L’Italia avrebbe anche la necessità di rendersi indipendente con uno o più satelliti operanti nel visibile. Ma non ci possiamo più permettere il lusso di costruire grandi satelliti (da più di 500 kg) con orbita a 600/700 km. Costano troppo per le risorse disponibili. Possiamo però anche in questo campo aver uno scatto di orgoglio e pensare, per il momento, a nano/micro satelliti orbitanti a quote molto più basse (250/300 km). Costano pressoché un decimo e possiamo metterne in orbita più d’uno, visto che la loro vita media è minore rispetto ai grandi satelliti. La combinazione ottico/radar farebbe dell’Italia ancora un attore di primissimo piano nel panorama internazionale.

Si può pensare anche ad altri progetti “leggeri”?

■ Dati forniti
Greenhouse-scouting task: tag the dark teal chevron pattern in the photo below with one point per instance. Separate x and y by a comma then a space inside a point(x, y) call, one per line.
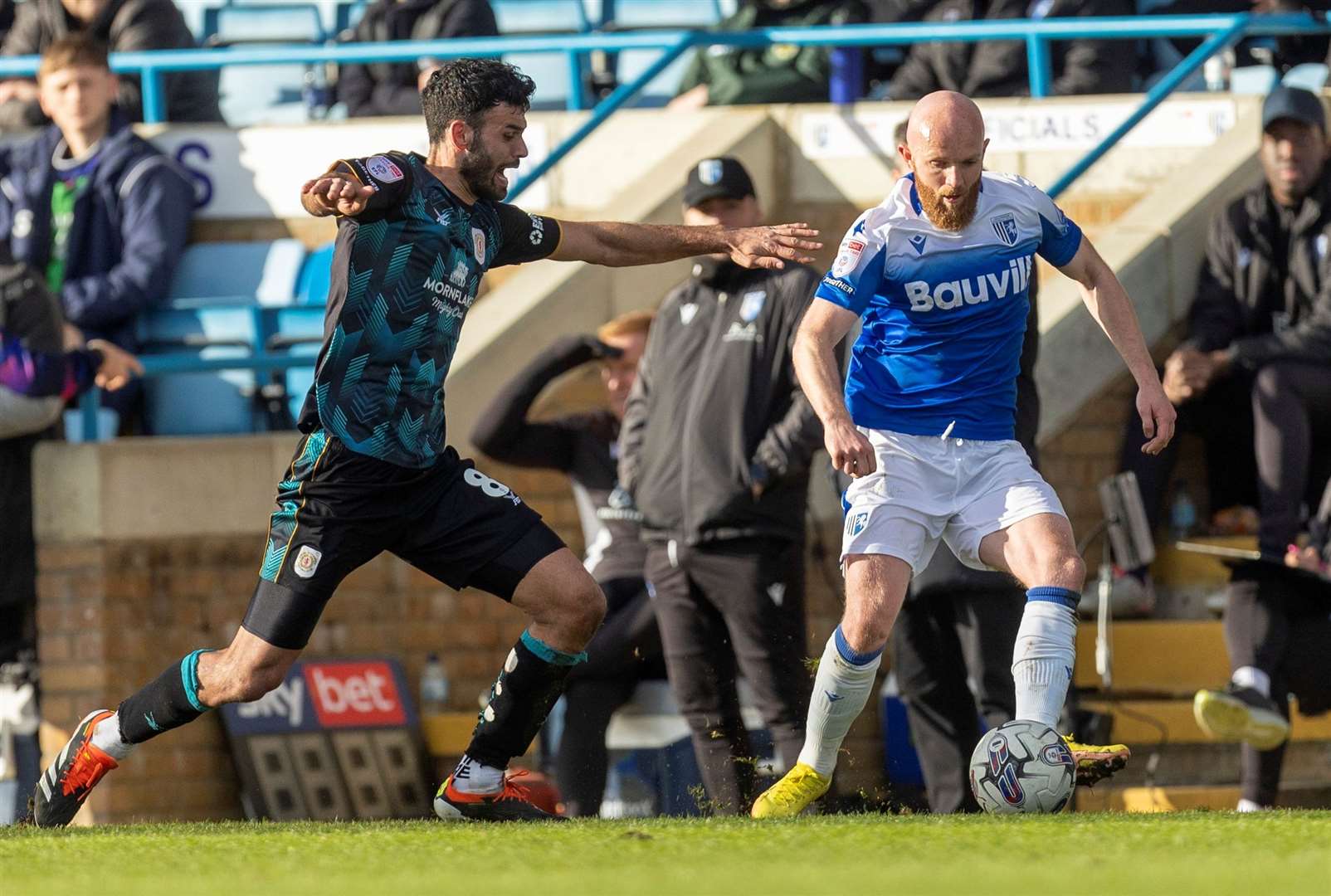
point(412, 277)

■ Compiti da svolgere
A - Secondo il brano sui satelliti, a quale quota dovrebbero orbitare i nano/micro satelliti proposti?
B - Traduci in inglese questa frase del brano sui satelliti: «La combinazione ottico/radar farebbe dell’Italia ancora un attore di primissimo piano nel panorama internazionale.»
C - Stabilisci se ciascuna affermazione concorda con il brano sui satelliti, rispondendo sì o no e citando le parole decisive del testo.
(i) I grandi satelliti di cui si parla pesano più di 500 kg.
(ii) I nano/micro satelliti costano circa la metà dei grandi satelliti.
(iii) La vita media dei nano/micro satelliti è maggiore di quella dei grandi satelliti.

■ Compiti svolti
A - A quote molto più basse, cioè 250/300 km.

B - The optical/radar combination would still make Italy a front-rank player on the international scene.

C -
(i) Sì: «grandi satelliti (da più di 500 kg)».
(ii) No: «Costano pressoché un decimo».
(iii) No: «la loro vita media è minore rispetto ai grandi satelliti».